▶ EXTRAIT DE PAGE:

<<<<

LE SYMBOLISME DU DOS

Chargé de sens et d'images, le dos renvoie à ce qu'il y a de caché à l'homme, et de caché en l'homme. Mais aussi à ce qu'il y a d'essentiel en lui, en témoigne l'importance du DO MO en médecine chinoise. Menée plus profondément, l'étude du symbolisme du dos rappelle que ce qui est caché et essentiel en l'homme, finalement, c'est le sacré.

Notre expérience de l'espace implique toujours ce fait incontournable: ce qui se passe dans notre dos ne nous est pas visible, d'où un premier aspect du symbolisme du dos, qui est le côté du corps tourné vers le non-visible, c'est-à-dire l'inconscient, ce qui échappe à notre conscience habituelle. Ce qui se passe derrière notre dos représente donc ce que nous ignorons de nous-mêmes, notre « ombre ». Cet aspect du symbolisme du dos s'exprime parfois dans les rêves et aussi dans bien des expressions populaires. Ainsi, « faire quelque chose dans le dos » de quelqu'un, c'est agir à son insu. « En avoir plein le dos », c'est plier sous le poids de problèmes dont la solution échappe à notre conscience rationnelle et qui souvent s'expriment dans le langage du corps sous la forme d'un « mal au dos », « tourner le dos à un problème », c'est refuser de le voir et de l' »affronter » (vision par le front, par l'avant), refus qui nous fait « plier l'échine ».
Un autre aspect du symbolisme du dos est celui qui associe l'arrière au passé et l'avant à l'avenir. Le passé, c'est ce qui a été mais n'est plus, et « se retourner sur son passe » est d'un certain point de vue dangereux, en ceci que nous sommes alors exilés du moment présent.
Cette nocivité du « retournement vers le passé » s'illustre par exemple dans le mythe d'Orphée. Ayant perdu Eurydice ravie par la mort à son amour, il réussit par ses supplications à convaincre les dieux de lui rendre sa bien-aimée. Ceci lui fut accordé à la condition expresse que, l'ayant cherchée à la sortie des enfers et la précédant dans ce retour à l'existence terrestre il ne se retourne jamais sur elle pendant tout ce trajet. Incapable de résister à la tentation de la regarder, en se retournant il perdit instantanément ce qu'il venait de reconquérir. De même, Lot, sa femme et ses deux elles furent conduites par deux anges hors de Sodome, la ville pervertie, avant sa destruction par la puissance divine, avec cet avertissement « Debout ! Sauve-toi, sur ta vie, ne regarde pas derrière toi et ne t'arrête nulle part dans la plaine, pour n'être pas emporté » (Genèse, XIX, 15), « Or, la femme de Lot regarda en arrière et fut changée en colonne de sel » (Un, XIX, 25).

>>>>

[Entrées de données collectées]
<<<<

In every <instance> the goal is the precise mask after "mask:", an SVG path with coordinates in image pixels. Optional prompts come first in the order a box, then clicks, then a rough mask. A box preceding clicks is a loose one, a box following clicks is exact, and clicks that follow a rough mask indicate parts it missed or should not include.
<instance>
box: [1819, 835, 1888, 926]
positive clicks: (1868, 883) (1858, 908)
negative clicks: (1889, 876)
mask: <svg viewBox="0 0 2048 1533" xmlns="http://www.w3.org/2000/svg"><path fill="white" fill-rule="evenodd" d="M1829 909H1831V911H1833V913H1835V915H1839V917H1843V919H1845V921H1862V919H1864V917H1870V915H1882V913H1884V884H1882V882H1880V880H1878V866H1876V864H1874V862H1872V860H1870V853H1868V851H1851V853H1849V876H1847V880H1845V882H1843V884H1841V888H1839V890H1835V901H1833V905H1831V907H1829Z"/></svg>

>>>>

▶ TRAVAIL DEMANDÉ:
A: Selon le texte sur le symbolisme du dos, que veut dire « faire quelque chose dans le dos » de quelqu'un ?
B: Recopiez tout le passage du texte sur le symbolisme du dos, de « Chargé de sens » jusqu'à « c'est le sacré. ».
C: Quels personnages le texte sur le symbolisme du dos désigne-t-il par un nom propre ? Donnez-les tous.

▶ RÉSULTATS ATTENDUS:
A: C'est agir à son insu.

B:
Chargé de sens et d'images, le dos renvoie à ce qu'il y a de caché à l'homme, et de caché en l'homme. Mais aussi à ce qu'il y a d'essentiel en lui, en témoigne l'importance du DO MO en médecine chinoise. Menée plus profondément, l'étude du symbolisme du dos rappelle que ce qui est caché et essentiel en l'homme, finalement, c'est le sacré.

C: Orphée, Eurydice, Lot